▶ EXERCISE SET:
1. From the excerpt on progress and loss, extract word for word the passage starting with "Kingsnorth’s book isn’t" and going on through "by the machine.".
2. In the excerpt on progress and loss, what does the writer say Kingsnorth's book is about, if not anger?

[SOURCE EXTRACT — start]

This world, you can see, is on the way out, if it is not already long gone. The one that is manifesting to replace it is a left-brain paradise, all straight lines and concrete car parks where the corn exchange used to be. The future is STEM and chatbots and cashless parking meters and economic growth and asteroid mining forever and ever. There is no arguing with it. You can feel the great craters that it makes in the world, you can feel what is being tarmacked and neatened and rationalised into oblivion, and the depth of what is leaving, but you cannot explain or justify it in the terms which are now the terms we live by. You just know that something is wrong. Everybody tells you that you feel this because you are infected with something called ‘nostalgia’, or that you picked up a dose of ‘Luddism’ or ‘Romanticism’ at a party or in a doctor’s waiting room. Basically, there is something wrong with you. You don’t understand Progress, which is always and everywhere a Good Thing.”
Kingsnorth’s book isn’t about anger—it’s about grief. A grief for what’s vanishing, and what we’ve quietly agreed to trade away.
Reading his words, I realized it’s not rage I feel now. It’s something harder to name—a bone-deep alienation from the world we’re building.
Many of the people and places I’ve taken for granted have become captured by the machine.
A few months ago, a close friend started routing our (and I presume others’) text conversations through ChatGPT for advice (and following it). When I pointed out the app is programmed to be sycophantic, she laughed—that’s exactly what ChatGPT warned her skeptics would say. Like watching someone join the world’s most boring cult, complete with a prophet that speaks in bullet points.
That’s a dramatic example, but the small erosions matter more.
The subway car where thirty people stare at thirty screens, together but utterly alone. The couple at the next table in Mallorca, paradise spread before them, both scrolling through other people’s paradises instead. My father, once curious about the world, now mainlining YouTube’s increasingly unhinged recommendations. Fellow writers I respect becoming content machines, chasing algorithmic approval like rats hitting dopamine levers.

[SOURCE EXTRACT — finish]
[EXTRACTED INFORMATION — start]

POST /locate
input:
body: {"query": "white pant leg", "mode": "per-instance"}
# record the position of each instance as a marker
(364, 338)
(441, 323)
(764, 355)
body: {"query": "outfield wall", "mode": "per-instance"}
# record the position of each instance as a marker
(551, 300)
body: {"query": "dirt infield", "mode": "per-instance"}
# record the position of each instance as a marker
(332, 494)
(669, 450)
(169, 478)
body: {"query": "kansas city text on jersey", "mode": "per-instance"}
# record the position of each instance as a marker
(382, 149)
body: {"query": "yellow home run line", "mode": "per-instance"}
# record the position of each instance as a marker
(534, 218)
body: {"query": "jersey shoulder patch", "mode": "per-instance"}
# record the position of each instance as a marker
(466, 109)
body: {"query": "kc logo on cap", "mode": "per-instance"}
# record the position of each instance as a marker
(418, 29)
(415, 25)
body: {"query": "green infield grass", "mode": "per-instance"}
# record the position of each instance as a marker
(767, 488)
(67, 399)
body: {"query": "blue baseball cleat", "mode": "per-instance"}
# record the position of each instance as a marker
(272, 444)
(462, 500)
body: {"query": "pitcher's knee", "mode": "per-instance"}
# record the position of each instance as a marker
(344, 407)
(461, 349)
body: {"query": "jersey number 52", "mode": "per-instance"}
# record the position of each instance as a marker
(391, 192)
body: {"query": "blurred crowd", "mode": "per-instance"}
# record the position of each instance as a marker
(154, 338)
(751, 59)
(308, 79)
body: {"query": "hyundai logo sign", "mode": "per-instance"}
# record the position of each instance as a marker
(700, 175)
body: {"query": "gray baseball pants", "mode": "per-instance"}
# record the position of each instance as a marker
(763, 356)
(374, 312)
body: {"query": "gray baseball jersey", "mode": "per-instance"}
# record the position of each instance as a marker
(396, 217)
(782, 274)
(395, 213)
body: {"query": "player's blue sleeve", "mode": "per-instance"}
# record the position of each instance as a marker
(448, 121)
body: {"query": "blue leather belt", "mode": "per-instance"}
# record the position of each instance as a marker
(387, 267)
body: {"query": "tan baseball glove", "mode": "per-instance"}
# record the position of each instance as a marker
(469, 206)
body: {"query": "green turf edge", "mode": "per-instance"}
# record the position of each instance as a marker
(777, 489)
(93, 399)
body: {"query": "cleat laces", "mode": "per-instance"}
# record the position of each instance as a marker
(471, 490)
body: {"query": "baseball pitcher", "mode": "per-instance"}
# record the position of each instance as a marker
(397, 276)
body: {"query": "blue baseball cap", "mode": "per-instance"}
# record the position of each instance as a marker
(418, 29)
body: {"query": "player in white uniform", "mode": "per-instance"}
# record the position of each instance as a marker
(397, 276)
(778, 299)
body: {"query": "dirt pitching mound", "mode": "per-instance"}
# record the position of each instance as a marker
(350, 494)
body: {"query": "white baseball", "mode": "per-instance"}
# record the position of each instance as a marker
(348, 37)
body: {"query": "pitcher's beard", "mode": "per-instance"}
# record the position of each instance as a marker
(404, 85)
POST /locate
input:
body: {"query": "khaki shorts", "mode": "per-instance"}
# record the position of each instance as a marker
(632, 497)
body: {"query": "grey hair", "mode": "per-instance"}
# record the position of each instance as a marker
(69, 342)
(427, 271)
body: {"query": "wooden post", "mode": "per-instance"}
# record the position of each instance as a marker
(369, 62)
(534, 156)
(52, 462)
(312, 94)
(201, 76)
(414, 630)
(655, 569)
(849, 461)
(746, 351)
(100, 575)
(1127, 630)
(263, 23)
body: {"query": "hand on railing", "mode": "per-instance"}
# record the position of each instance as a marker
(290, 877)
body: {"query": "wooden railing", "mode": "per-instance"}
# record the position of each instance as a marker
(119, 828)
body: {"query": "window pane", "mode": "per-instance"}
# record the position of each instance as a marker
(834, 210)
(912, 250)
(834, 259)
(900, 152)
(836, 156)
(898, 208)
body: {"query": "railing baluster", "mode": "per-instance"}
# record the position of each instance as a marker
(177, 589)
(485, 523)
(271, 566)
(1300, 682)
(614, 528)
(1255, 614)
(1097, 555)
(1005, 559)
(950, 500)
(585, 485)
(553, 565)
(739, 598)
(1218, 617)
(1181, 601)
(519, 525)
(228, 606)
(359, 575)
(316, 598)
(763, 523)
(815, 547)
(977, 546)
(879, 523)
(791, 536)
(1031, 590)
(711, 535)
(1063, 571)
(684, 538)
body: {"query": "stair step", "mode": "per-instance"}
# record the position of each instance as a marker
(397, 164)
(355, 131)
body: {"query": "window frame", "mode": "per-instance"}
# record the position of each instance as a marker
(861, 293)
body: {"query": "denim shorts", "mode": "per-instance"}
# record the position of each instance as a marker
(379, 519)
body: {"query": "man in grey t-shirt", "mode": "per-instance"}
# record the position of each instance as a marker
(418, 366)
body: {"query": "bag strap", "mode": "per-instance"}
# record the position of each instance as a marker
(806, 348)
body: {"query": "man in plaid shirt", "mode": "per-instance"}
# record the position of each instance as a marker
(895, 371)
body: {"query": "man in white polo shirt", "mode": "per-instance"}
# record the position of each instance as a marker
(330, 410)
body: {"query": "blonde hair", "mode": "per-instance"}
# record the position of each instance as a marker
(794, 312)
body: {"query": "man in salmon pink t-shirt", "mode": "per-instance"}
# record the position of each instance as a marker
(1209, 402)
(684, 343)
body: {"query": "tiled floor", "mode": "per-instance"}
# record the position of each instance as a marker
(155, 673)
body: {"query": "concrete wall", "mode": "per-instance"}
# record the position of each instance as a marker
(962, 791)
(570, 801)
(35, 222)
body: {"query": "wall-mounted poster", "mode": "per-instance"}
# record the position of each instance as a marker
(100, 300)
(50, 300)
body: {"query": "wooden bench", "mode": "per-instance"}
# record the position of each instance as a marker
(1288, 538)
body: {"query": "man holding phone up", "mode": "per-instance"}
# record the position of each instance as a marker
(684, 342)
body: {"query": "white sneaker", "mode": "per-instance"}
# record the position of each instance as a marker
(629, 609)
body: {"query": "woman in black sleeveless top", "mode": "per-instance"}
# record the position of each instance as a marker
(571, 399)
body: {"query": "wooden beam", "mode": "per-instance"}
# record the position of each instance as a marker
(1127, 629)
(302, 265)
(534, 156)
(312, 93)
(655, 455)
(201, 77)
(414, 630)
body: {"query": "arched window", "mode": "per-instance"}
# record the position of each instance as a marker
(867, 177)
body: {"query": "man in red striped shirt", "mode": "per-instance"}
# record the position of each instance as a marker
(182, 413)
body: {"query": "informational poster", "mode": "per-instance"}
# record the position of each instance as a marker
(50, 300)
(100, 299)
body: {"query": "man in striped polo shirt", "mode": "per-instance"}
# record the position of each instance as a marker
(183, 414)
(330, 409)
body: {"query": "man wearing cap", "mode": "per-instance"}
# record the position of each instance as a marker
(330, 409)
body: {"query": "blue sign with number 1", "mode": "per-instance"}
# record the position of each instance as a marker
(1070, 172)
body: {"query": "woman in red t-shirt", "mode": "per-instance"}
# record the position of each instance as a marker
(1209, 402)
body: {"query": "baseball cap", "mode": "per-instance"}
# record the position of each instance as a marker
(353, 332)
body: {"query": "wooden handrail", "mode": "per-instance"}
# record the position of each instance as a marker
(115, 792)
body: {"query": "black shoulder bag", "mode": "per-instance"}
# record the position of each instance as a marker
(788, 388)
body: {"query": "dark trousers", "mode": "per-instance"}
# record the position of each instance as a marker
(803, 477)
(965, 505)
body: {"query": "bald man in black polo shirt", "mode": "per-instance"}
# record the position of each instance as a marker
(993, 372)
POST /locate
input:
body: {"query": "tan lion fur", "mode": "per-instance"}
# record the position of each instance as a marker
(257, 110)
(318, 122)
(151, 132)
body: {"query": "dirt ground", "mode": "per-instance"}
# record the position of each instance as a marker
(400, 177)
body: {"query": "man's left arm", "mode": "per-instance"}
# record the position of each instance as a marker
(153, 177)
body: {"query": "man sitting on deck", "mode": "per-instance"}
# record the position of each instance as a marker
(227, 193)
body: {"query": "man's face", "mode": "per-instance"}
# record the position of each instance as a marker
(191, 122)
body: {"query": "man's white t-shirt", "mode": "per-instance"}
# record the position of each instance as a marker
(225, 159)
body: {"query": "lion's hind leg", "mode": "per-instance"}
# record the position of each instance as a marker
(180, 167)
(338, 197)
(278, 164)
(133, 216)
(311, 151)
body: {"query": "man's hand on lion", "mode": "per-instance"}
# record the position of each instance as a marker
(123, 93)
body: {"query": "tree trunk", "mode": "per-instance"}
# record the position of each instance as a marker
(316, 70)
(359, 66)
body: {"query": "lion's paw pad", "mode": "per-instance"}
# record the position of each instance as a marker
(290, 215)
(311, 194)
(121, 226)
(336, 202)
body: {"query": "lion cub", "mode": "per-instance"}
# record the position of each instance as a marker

[EXTRACTED INFORMATION — finish]

▶ SOLUTIONS TO EACH TASK:
1.
Kingsnorth’s book isn’t about anger—it’s about grief. A grief for what’s vanishing, and what we’ve quietly agreed to trade away.
Reading his words, I realized it’s not rage I feel now. It’s something harder to name—a bone-deep alienation from the world we’re building.
Many of the people and places I’ve taken for granted have become captured by the machine.

2. Grief for what's vanishing and for what we've quietly agreed to trade away.